[WHAT YOU NEED TO DO] Reproduce the listing below word for word, leaving out the pictures.

········

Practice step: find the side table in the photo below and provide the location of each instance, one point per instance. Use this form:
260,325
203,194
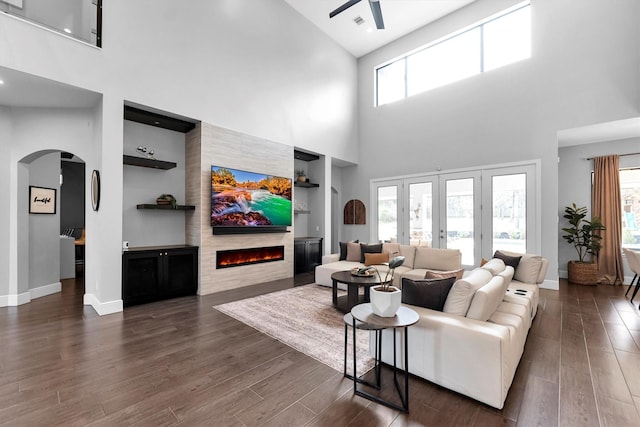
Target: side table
404,318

········

[EXERCISE ANSWER]
Practice step: find the side table in the photo below and provide the location of each instance, one point per instance. Use this form:
260,325
203,194
Target: side table
404,318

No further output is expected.